_Task item_.
Would you return exactly the lines running from the one with "For every instance" to the bottom of the listing below, and no others?

Top of Records

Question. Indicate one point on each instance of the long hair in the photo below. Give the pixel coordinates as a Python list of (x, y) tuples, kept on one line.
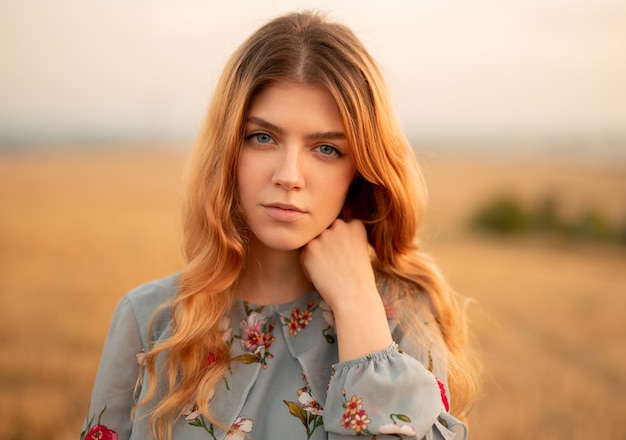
[(388, 195)]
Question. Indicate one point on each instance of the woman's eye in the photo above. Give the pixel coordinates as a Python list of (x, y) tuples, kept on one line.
[(261, 138), (329, 150)]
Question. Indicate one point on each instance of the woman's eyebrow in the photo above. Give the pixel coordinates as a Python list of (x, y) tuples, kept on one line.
[(315, 136)]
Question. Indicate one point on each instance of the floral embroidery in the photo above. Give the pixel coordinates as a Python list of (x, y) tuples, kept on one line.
[(98, 431), (395, 428), (256, 338), (239, 429), (307, 409), (354, 417), (139, 357), (299, 320)]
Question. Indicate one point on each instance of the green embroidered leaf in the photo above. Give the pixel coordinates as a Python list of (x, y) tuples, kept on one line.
[(247, 358), (296, 410)]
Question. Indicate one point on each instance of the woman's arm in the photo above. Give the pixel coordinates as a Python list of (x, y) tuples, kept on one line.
[(338, 263)]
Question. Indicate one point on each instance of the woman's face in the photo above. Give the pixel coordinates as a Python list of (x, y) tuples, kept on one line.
[(295, 165)]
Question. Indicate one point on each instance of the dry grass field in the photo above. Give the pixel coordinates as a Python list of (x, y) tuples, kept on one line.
[(79, 229)]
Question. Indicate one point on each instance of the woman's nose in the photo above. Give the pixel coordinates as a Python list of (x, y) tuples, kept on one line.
[(289, 173)]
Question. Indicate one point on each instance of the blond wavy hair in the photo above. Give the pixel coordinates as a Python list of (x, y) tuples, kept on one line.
[(388, 195)]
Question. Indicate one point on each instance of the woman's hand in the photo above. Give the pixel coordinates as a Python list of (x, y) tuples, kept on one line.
[(338, 264)]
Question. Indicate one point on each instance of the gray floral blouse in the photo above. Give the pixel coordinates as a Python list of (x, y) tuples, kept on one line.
[(285, 380)]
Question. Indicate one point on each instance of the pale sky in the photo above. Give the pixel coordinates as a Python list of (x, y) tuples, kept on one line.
[(456, 68)]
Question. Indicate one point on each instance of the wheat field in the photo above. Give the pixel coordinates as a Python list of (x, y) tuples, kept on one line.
[(78, 229)]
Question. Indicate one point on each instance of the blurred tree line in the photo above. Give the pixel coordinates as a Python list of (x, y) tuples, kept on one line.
[(507, 215)]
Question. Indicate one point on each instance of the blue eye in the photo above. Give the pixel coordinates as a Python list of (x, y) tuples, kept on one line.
[(261, 138), (329, 150)]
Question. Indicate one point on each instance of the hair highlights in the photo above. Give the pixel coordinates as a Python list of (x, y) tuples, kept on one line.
[(388, 195)]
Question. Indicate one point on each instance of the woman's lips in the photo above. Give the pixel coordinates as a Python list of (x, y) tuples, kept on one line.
[(284, 213)]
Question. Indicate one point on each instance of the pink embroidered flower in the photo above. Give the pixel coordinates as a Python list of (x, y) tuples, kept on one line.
[(444, 397), (139, 357), (345, 420), (359, 422), (305, 318), (190, 412), (310, 404), (390, 428), (101, 432), (239, 429), (293, 327), (353, 405)]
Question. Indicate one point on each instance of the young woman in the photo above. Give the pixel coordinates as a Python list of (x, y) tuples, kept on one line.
[(305, 309)]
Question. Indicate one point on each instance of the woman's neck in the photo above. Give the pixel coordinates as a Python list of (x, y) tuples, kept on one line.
[(272, 277)]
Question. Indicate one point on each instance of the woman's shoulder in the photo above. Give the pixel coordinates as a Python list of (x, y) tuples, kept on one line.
[(154, 293), (149, 298)]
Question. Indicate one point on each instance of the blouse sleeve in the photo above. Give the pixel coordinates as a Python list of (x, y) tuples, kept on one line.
[(388, 394), (112, 397)]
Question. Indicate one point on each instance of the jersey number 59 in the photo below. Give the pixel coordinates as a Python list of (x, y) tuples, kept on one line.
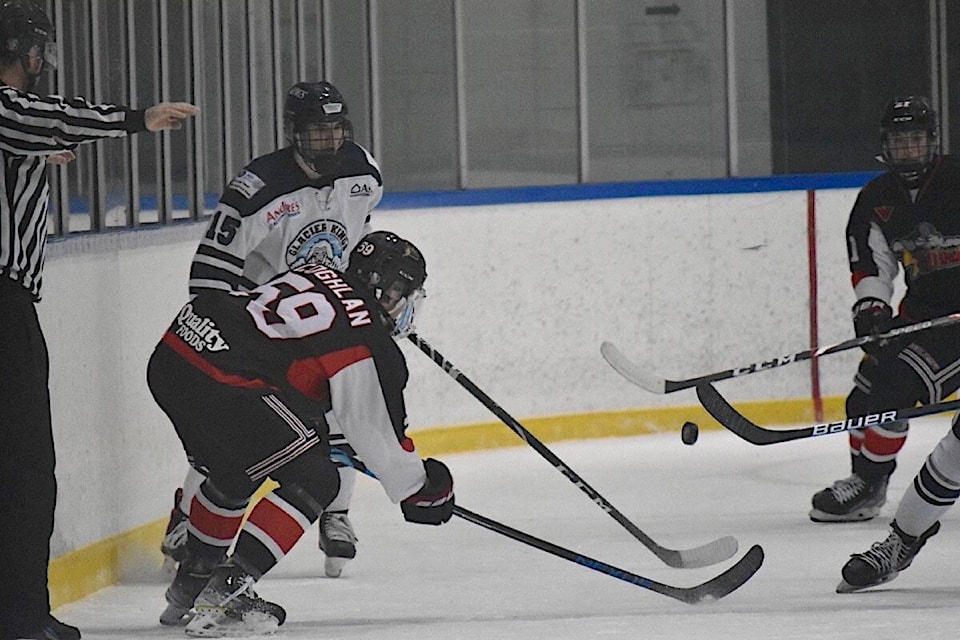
[(289, 307)]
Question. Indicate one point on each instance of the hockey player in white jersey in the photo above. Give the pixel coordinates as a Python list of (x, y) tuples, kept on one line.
[(307, 203)]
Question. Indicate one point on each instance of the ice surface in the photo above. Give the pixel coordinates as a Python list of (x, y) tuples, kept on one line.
[(460, 581)]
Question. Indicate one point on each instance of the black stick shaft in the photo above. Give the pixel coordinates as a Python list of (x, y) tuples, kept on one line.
[(674, 558)]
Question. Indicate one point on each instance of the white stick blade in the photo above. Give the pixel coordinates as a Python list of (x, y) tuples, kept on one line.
[(630, 370)]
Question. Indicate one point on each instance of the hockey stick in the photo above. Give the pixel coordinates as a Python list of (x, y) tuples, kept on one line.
[(724, 413), (702, 556), (640, 375), (714, 589)]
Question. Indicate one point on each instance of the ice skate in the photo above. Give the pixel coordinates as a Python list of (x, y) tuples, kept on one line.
[(192, 576), (228, 606), (174, 542), (852, 499), (337, 541), (883, 561)]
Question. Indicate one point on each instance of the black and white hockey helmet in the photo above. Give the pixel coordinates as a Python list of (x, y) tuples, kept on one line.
[(24, 25), (315, 123), (394, 270), (909, 137)]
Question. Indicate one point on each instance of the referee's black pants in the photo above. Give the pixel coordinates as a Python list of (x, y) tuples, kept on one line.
[(28, 488)]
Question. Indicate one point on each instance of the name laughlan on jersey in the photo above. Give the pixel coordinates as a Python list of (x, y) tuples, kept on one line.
[(355, 307), (199, 332)]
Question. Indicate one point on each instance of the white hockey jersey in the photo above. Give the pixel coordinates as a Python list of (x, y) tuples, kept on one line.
[(273, 217)]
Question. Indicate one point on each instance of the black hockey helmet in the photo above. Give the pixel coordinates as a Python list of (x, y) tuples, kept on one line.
[(909, 136), (315, 123), (394, 270), (24, 25)]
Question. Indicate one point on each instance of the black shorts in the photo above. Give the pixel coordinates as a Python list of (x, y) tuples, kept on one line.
[(922, 367), (239, 435)]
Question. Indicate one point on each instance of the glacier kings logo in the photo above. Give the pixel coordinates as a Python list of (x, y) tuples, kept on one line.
[(199, 332)]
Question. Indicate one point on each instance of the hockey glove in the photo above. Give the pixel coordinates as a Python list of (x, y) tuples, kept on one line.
[(433, 504), (871, 317)]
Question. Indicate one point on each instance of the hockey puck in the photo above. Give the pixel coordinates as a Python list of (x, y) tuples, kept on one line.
[(689, 433)]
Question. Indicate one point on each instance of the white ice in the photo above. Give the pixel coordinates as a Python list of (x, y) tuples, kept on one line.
[(459, 581)]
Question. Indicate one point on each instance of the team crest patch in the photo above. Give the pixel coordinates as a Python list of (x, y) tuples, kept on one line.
[(883, 213), (321, 242), (246, 184)]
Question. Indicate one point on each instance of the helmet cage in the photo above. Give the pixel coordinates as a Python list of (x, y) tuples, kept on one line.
[(23, 26), (394, 271), (315, 124), (909, 137)]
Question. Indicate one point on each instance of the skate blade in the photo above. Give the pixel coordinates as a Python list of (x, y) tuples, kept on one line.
[(175, 616), (846, 587), (860, 515), (333, 567), (214, 623)]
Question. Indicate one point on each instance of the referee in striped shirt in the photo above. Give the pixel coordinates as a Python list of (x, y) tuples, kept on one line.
[(36, 131)]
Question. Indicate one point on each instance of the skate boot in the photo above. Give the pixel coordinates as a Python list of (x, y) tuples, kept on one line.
[(174, 543), (227, 605), (52, 629), (337, 541), (851, 499), (192, 576), (883, 560)]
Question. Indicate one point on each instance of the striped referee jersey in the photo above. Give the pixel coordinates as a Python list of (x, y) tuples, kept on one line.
[(33, 127)]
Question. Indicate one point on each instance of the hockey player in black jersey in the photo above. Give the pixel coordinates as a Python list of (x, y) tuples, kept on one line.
[(240, 373), (907, 217), (308, 203)]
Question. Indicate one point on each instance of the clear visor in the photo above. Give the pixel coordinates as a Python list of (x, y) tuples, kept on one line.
[(320, 139), (907, 148), (402, 309)]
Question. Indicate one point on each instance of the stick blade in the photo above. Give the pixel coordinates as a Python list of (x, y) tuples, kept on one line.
[(630, 370), (725, 583), (724, 413), (705, 555)]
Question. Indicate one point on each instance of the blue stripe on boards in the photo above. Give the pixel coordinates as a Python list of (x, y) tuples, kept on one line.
[(562, 193)]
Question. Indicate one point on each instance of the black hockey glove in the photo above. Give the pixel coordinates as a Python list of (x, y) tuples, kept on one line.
[(871, 317), (433, 504)]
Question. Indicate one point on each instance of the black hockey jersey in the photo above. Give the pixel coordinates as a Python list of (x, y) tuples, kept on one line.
[(312, 336), (888, 225)]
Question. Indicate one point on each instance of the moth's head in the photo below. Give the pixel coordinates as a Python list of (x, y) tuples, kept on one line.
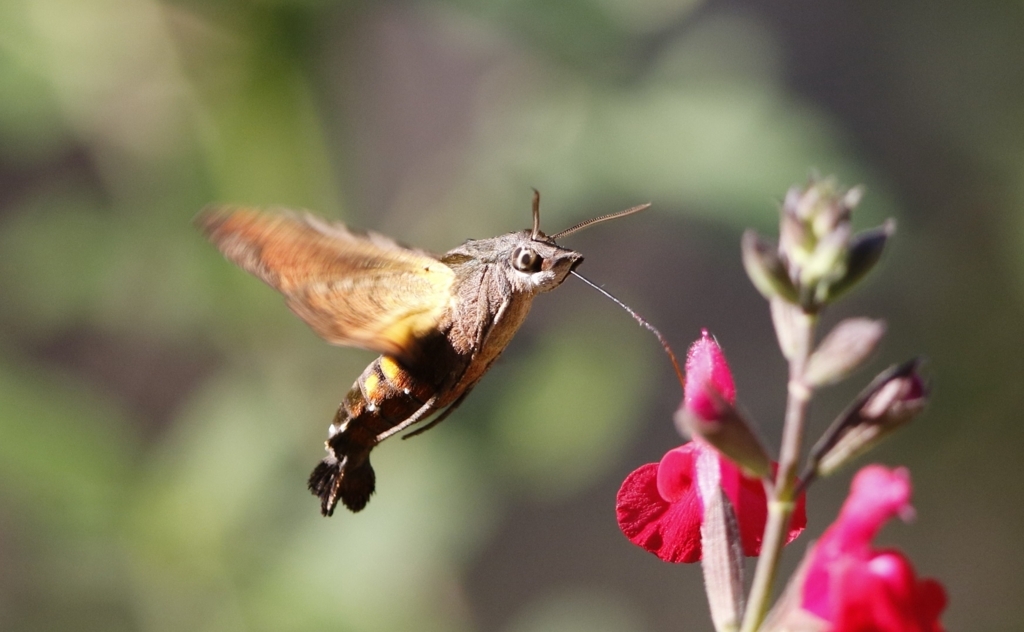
[(538, 263)]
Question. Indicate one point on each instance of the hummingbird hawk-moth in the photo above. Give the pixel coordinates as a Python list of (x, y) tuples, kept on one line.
[(438, 322)]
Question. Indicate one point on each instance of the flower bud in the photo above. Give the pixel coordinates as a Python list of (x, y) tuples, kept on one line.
[(820, 254), (891, 401), (864, 251), (708, 410), (766, 269), (849, 344)]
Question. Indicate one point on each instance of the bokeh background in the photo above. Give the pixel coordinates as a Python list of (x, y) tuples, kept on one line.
[(160, 410)]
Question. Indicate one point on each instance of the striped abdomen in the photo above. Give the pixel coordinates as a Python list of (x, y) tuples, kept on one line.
[(382, 398)]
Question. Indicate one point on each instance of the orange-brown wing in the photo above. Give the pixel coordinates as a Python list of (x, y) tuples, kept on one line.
[(354, 289)]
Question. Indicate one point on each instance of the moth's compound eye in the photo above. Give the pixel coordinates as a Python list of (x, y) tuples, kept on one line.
[(526, 260)]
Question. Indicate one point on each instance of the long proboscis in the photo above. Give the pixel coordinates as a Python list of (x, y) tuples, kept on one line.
[(639, 319), (590, 222)]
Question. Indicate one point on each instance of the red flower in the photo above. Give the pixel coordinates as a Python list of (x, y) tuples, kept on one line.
[(659, 509), (860, 589)]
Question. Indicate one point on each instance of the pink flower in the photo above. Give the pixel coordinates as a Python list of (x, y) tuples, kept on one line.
[(659, 509), (658, 505), (859, 589), (710, 390), (709, 414)]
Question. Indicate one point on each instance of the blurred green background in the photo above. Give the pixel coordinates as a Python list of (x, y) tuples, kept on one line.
[(160, 410)]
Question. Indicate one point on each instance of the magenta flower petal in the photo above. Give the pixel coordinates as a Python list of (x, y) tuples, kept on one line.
[(857, 588), (707, 375)]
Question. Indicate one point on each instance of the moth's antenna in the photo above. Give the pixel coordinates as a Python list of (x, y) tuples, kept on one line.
[(636, 317), (537, 215), (590, 222)]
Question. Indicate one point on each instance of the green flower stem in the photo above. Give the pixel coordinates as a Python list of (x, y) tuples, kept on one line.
[(782, 494)]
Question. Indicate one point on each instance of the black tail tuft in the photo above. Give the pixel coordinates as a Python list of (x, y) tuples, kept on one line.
[(333, 479)]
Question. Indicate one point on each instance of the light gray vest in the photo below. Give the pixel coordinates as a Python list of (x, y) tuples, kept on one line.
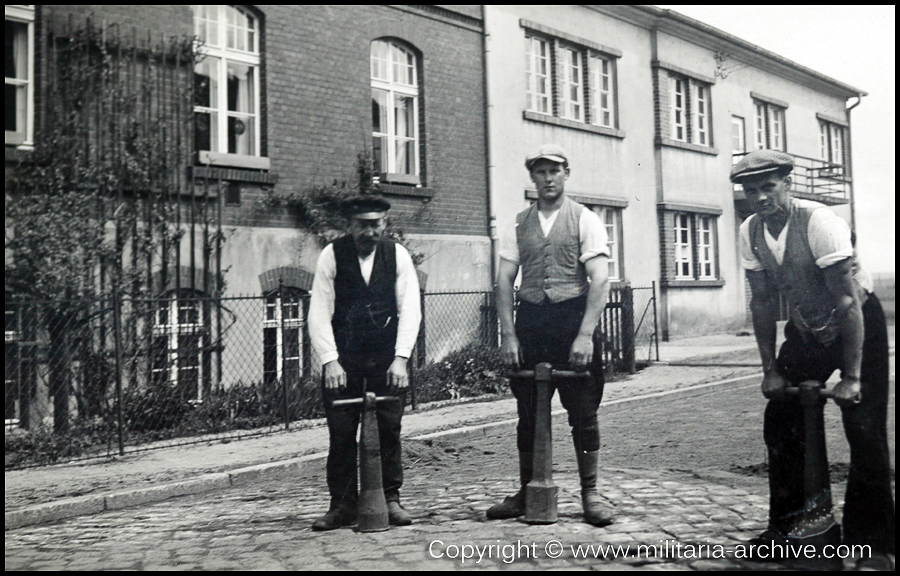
[(799, 279), (551, 265)]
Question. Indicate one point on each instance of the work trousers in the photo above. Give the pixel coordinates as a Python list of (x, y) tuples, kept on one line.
[(546, 332), (369, 375), (869, 505)]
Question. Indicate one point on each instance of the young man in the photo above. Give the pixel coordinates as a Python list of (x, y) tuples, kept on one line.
[(363, 321), (803, 251), (561, 248)]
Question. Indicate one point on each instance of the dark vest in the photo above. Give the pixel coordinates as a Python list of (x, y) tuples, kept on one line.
[(365, 316), (799, 279), (551, 265)]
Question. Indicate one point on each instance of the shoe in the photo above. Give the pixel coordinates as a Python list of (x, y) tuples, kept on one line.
[(595, 513), (397, 515), (334, 519), (511, 507), (877, 562)]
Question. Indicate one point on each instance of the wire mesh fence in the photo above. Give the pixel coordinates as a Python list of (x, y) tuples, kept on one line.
[(88, 379)]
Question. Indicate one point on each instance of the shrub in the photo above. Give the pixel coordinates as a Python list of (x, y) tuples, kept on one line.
[(471, 371)]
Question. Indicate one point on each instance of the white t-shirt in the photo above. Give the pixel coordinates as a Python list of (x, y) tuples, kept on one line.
[(321, 305), (591, 235)]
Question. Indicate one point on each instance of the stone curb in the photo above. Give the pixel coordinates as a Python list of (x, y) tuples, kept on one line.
[(95, 504)]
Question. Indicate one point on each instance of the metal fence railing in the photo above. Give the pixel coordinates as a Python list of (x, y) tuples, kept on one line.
[(96, 378)]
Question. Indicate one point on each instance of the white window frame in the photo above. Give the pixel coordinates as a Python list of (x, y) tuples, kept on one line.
[(572, 84), (611, 218), (684, 255), (706, 247), (678, 108), (700, 114), (602, 83), (770, 126), (23, 137), (395, 87), (537, 68), (172, 328), (831, 145), (216, 50), (275, 318)]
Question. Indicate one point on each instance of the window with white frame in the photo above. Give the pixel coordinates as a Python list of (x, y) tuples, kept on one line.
[(831, 145), (226, 81), (689, 110), (684, 258), (612, 218), (572, 85), (19, 74), (706, 261), (769, 127), (570, 81), (695, 246), (537, 75), (601, 94), (283, 333), (395, 111), (177, 345)]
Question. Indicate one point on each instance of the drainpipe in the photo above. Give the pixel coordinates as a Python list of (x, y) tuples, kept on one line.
[(489, 167), (850, 162)]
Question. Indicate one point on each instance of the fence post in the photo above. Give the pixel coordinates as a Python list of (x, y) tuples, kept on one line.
[(628, 329), (117, 328)]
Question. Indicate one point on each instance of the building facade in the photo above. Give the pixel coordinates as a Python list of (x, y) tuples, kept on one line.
[(653, 109)]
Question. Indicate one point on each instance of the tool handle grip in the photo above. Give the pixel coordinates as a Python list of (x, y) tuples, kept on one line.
[(351, 401), (555, 373)]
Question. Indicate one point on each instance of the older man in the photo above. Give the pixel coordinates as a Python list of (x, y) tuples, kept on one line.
[(803, 251), (561, 248), (364, 318)]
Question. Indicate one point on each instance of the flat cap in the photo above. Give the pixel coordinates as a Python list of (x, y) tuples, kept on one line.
[(550, 152), (366, 207), (761, 162)]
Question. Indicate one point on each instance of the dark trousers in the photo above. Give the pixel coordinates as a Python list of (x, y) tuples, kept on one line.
[(343, 422), (869, 504), (546, 333)]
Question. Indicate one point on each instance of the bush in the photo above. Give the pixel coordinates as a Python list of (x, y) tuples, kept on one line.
[(471, 371)]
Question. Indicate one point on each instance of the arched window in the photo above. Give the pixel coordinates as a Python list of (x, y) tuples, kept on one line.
[(395, 111), (226, 81), (179, 340), (284, 335)]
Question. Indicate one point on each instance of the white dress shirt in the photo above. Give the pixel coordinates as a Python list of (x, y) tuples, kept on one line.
[(321, 306)]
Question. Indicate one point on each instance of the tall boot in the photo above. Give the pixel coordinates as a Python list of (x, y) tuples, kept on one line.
[(595, 512), (514, 506)]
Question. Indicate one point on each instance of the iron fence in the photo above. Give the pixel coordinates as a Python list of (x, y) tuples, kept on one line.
[(95, 378)]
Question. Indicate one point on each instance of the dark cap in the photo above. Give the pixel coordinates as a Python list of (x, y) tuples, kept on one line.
[(761, 162), (550, 152), (366, 207)]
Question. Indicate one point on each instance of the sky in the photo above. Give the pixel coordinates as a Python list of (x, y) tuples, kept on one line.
[(855, 45)]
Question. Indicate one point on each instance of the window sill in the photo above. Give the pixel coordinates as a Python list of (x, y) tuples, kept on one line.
[(694, 283), (424, 194), (218, 159), (553, 120), (687, 146)]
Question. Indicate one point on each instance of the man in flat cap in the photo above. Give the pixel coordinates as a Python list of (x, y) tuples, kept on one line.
[(803, 251), (363, 320), (562, 249)]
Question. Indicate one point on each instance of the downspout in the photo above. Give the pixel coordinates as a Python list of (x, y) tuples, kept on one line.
[(850, 162), (489, 168)]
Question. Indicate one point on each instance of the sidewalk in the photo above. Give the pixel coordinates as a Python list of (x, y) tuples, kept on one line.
[(40, 495)]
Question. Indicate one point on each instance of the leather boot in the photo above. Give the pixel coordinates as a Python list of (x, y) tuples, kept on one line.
[(595, 512), (514, 506)]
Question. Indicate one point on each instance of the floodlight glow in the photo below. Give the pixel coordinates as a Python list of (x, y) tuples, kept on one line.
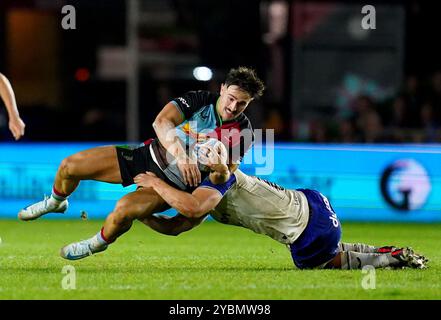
[(202, 73)]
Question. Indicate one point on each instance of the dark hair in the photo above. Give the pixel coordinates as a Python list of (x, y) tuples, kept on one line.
[(246, 79)]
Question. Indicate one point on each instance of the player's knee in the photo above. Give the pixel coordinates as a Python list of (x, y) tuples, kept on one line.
[(68, 167), (120, 219), (124, 212)]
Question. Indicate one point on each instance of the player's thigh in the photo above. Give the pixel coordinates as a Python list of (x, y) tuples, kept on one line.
[(140, 204), (99, 163)]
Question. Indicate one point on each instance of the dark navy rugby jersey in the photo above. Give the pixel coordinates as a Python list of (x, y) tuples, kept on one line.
[(202, 121)]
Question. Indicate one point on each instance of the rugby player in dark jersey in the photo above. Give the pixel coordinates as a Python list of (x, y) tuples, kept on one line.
[(181, 123)]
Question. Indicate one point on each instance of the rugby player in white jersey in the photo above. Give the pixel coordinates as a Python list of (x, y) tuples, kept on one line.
[(185, 120), (302, 219), (16, 124)]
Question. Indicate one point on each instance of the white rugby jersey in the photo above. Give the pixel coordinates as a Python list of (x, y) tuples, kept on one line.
[(263, 207)]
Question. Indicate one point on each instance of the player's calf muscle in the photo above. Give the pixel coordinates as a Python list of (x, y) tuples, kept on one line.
[(96, 164)]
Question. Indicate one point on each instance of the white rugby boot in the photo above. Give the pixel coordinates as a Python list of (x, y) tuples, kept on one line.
[(82, 249), (43, 207)]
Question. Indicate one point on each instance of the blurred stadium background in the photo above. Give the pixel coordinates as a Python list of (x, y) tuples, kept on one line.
[(356, 114)]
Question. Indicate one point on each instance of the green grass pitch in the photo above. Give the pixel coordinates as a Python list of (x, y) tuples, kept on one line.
[(213, 261)]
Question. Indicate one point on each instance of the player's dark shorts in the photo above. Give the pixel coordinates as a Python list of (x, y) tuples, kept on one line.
[(134, 160), (318, 243)]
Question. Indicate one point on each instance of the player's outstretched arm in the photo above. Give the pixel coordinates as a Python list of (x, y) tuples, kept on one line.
[(193, 205), (16, 124), (172, 226)]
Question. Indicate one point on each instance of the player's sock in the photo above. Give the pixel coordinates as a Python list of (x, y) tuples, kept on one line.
[(99, 240), (357, 247), (357, 260), (56, 197)]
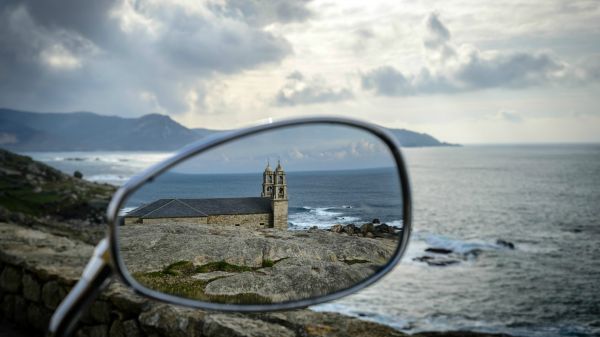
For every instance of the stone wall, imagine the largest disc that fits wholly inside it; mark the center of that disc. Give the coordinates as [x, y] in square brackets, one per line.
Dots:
[197, 220]
[37, 269]
[244, 220]
[280, 213]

Bottom of Records

_Answer section_.
For every instance of the stone wall, imagine the largest disc that fits wholly inside it; mark the center of that disc. Give the coordinates as [x, y] in square brackets, one per line.
Dots:
[197, 220]
[37, 269]
[244, 220]
[280, 213]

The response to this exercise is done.